Selection:
Informational signage is encountered in a sequence as visitors walk the tourist path, and each sign has a sequence number in an orange circle (Figure 9). Unfortunately, as seen in Figure 10, the sequence uses a confusing mix of letters and numbers that is only somewhat ordered (1A follows A, C follows 3, etc.). This makes navigating the sequence difficult, and visitors might be led to believe they had made a wayfinding error when in fact they were on the correct path. This issue is likely exacerbated by the short amount of time tourists spend on-site when visiting with a tour bus. A comprehensive redesign of the procedural wayfinding strategy is needed to clearly mark recommend tourist routes in a logical and informative order using color coding or a logical sequence of numbers.
Figure 9. Procedural information on an informational sign (orange circle in upper-left-hand corner) found on the tourist route.
Figure 10. The order of informational signage along the tourist path at Troy. The numbers attempt to provide procedural information; however, this information does not follow a logical linear sequence. In a walk-through of the Troy loop from the visitor center, a visitor would experience the following sequence of procedural directions on informational signage: A, 1a, B, 1b, 2, 1b, 3, C, 3, 4, 5a, 5b, 5, 6, 7, D, 8, 9, 10, 10a, 10B, 11, 12. Map based upon Korfmann & Mannsperger (2013).
Finally, configural knowledge, or knowledge of spatial relationships, was embedded in the form of small inset maps with the layer(s) of interest colored on a gray basemap (Figure 11). Configural knowledge was found exclusively on informational signage, or signage that provides information about a phenomenon (20.4% of signs at Troy; Table 2). Unfortunately, these representations were limited because they lacked an indication of directionality to help visitors understand the configural information in the context of the current vista.

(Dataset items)

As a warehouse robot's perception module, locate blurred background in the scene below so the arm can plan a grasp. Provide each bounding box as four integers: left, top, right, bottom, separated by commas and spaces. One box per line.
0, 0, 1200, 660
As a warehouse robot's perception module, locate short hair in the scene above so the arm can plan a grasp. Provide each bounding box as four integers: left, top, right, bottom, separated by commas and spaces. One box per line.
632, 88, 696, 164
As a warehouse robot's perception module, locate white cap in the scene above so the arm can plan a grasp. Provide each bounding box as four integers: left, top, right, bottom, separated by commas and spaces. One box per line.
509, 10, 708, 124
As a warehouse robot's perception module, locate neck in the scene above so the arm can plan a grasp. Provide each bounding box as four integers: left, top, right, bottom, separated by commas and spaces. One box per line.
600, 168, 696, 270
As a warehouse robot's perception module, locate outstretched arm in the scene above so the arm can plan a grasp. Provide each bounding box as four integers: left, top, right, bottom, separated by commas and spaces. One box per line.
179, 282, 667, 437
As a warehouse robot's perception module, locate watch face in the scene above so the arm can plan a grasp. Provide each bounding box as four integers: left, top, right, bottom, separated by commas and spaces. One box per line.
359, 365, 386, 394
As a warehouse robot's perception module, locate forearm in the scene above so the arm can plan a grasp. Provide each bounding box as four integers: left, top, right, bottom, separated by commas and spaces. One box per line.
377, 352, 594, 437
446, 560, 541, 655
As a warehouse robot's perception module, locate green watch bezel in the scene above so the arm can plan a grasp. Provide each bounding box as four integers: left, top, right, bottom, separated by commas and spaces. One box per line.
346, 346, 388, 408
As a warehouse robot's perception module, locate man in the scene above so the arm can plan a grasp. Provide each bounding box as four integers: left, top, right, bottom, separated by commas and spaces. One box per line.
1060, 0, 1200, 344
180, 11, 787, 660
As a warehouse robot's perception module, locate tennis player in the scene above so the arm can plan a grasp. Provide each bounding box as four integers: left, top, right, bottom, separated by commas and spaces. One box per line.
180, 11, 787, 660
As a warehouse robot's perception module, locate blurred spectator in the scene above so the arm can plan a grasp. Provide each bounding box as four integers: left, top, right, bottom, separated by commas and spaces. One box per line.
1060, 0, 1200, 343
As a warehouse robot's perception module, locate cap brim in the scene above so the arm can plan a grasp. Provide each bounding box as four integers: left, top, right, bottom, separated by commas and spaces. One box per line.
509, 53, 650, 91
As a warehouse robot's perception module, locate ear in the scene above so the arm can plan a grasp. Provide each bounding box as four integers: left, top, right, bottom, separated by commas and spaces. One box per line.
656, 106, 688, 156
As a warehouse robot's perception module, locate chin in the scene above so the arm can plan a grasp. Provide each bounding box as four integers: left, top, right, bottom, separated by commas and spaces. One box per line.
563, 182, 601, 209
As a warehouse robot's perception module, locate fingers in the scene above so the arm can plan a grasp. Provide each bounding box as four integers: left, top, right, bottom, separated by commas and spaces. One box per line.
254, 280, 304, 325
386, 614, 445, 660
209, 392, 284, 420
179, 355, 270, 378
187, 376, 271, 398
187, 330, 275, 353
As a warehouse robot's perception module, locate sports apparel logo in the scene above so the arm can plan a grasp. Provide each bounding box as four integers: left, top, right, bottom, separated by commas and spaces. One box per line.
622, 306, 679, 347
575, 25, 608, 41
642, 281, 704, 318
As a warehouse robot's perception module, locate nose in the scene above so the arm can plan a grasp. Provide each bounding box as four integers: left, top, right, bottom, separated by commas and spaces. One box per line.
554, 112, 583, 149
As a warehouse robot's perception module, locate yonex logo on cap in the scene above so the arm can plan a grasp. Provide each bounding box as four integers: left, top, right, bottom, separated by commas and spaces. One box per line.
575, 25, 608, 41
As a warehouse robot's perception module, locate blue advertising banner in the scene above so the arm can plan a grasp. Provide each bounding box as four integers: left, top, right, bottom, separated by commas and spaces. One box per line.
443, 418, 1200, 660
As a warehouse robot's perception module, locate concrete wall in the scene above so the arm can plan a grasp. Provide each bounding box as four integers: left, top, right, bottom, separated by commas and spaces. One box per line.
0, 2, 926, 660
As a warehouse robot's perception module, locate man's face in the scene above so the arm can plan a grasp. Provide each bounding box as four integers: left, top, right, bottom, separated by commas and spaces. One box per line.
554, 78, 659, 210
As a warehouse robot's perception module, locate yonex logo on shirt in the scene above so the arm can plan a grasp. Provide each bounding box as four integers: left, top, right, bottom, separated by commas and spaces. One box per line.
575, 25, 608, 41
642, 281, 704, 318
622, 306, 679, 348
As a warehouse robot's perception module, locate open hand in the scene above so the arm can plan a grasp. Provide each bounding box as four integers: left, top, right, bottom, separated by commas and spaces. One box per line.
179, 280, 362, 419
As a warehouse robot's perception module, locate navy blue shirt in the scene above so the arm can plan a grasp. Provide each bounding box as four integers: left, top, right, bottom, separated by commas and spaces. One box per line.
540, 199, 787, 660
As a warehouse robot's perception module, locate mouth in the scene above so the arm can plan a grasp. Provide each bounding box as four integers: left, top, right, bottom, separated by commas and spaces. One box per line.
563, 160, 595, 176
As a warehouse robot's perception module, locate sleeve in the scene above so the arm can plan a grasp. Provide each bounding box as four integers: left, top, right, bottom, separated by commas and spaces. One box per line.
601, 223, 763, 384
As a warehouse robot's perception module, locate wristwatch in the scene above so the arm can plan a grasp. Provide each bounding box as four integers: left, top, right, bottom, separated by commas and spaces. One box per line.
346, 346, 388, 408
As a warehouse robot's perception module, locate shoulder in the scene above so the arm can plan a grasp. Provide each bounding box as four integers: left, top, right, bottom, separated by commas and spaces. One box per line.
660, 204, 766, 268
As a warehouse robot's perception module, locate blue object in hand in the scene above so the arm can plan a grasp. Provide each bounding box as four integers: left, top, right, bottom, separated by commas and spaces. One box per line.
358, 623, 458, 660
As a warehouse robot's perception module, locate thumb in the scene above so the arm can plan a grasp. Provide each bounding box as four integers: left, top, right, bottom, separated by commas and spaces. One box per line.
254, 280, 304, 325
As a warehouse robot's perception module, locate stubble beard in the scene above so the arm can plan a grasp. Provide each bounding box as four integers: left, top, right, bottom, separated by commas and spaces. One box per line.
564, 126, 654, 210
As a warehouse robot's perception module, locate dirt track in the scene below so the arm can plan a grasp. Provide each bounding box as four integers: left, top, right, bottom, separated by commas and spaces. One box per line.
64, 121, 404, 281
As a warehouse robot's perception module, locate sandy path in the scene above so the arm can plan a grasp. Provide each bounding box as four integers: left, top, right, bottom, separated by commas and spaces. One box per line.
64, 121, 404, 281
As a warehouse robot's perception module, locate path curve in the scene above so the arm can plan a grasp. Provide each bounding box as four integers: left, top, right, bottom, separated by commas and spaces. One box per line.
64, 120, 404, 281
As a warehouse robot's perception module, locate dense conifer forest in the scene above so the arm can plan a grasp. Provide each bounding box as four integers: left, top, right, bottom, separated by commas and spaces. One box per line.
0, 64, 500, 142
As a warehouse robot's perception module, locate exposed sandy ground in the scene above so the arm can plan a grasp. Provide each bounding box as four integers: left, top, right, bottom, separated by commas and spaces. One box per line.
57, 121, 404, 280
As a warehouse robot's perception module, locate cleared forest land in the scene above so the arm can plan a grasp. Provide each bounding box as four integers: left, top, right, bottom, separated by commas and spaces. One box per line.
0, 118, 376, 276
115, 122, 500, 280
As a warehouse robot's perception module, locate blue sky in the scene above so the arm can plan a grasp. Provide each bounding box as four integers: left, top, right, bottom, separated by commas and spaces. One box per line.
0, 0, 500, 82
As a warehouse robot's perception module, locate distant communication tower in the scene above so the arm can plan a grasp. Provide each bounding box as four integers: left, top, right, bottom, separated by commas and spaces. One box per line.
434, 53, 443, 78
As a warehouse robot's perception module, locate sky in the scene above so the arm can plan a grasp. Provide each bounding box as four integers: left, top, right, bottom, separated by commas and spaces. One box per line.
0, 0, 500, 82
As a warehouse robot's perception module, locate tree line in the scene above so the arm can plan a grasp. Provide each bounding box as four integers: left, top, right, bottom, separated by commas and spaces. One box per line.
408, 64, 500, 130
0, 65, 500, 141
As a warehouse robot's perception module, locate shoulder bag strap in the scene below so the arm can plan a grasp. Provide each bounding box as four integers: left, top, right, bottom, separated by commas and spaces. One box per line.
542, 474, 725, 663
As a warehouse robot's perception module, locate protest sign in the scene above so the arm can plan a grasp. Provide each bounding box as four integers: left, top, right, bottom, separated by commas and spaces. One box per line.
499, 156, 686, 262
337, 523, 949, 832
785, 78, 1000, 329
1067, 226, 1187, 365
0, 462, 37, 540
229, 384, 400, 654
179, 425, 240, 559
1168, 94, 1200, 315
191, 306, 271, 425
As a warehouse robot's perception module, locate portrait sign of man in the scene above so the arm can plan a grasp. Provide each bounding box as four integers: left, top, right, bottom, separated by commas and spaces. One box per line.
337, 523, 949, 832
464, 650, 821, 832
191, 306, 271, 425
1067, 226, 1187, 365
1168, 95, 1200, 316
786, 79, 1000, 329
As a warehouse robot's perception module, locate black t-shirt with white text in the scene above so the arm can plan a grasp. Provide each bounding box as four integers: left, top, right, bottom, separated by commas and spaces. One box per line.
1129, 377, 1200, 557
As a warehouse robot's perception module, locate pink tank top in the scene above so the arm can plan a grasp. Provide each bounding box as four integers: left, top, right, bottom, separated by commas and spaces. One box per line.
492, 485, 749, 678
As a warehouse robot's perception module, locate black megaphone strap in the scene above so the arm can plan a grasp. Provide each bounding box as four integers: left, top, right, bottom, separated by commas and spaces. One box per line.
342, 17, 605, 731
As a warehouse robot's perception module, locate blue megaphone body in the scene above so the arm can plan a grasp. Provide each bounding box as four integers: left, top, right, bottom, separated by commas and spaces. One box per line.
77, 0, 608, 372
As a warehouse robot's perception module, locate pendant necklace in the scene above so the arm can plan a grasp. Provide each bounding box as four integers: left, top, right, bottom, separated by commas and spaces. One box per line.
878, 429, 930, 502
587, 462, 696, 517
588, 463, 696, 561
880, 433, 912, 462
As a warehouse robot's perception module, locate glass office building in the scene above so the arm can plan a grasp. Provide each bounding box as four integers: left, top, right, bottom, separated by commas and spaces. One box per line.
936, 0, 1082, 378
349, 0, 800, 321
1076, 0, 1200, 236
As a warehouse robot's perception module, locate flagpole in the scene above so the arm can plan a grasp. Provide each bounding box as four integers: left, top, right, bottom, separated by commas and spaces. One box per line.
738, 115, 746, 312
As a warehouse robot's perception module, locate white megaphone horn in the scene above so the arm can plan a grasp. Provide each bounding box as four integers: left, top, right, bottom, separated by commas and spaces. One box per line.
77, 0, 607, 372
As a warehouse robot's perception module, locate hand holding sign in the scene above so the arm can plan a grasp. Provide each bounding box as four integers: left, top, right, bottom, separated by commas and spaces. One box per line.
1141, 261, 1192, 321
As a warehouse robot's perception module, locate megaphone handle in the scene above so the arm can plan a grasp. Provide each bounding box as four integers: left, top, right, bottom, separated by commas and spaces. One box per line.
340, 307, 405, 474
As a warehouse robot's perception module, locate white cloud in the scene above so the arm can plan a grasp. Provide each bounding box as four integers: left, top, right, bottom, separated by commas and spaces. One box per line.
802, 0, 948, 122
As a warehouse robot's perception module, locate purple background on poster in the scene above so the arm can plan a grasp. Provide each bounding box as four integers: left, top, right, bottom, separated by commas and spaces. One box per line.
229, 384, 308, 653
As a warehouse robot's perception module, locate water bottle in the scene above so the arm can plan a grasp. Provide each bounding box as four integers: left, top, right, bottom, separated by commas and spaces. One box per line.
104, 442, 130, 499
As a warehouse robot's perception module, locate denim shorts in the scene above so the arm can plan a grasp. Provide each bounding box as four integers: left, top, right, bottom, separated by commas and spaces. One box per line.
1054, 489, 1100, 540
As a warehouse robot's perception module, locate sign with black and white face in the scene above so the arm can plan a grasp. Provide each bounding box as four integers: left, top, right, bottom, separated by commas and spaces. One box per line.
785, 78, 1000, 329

Exercise prompt:
Reproduce word for word the part of the passage on signage at Troy that begins at "Figure 9. Procedural" and stops after "Korfmann & Mannsperger (2013).".

Finished answer:
Figure 9. Procedural information on an informational sign (orange circle in upper-left-hand corner) found on the tourist route.
Figure 10. The order of informational signage along the tourist path at Troy. The numbers attempt to provide procedural information; however, this information does not follow a logical linear sequence. In a walk-through of the Troy loop from the visitor center, a visitor would experience the following sequence of procedural directions on informational signage: A, 1a, B, 1b, 2, 1b, 3, C, 3, 4, 5a, 5b, 5, 6, 7, D, 8, 9, 10, 10a, 10B, 11, 12. Map based upon Korfmann & Mannsperger (2013).